▶ **Your goal**
Please list each line in the rows below that contains the word "hill", treating uppercase and lowercase as different.

+ + + + +

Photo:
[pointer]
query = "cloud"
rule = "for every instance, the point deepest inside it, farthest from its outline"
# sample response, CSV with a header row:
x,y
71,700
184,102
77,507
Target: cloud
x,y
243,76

+ + + + +

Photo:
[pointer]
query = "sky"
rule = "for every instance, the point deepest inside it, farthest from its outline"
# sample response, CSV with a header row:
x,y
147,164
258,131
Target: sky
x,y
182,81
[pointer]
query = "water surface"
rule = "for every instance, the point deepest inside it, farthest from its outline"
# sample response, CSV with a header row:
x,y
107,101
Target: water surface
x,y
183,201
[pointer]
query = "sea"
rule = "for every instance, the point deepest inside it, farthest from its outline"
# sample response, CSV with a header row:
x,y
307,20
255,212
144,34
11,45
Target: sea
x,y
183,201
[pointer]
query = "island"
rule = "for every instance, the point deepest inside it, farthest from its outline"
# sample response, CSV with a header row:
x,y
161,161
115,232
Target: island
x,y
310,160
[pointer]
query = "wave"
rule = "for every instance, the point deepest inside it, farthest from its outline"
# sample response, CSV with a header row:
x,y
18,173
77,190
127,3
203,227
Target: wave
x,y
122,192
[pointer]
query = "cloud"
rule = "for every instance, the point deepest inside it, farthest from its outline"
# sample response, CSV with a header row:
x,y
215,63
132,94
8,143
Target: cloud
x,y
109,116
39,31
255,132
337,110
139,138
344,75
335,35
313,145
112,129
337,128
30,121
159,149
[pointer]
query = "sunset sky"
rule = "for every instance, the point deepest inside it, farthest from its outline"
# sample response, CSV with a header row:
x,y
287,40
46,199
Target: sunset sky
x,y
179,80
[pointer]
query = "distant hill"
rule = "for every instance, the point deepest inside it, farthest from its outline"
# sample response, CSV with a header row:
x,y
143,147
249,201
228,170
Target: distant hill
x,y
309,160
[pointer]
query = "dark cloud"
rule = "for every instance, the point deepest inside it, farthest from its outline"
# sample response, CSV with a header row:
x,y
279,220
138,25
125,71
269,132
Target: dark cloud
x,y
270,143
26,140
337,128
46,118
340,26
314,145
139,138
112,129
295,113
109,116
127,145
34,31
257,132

+ + + + +

▶ **Response to the exercise**
query = "distant hill"
Target: distant hill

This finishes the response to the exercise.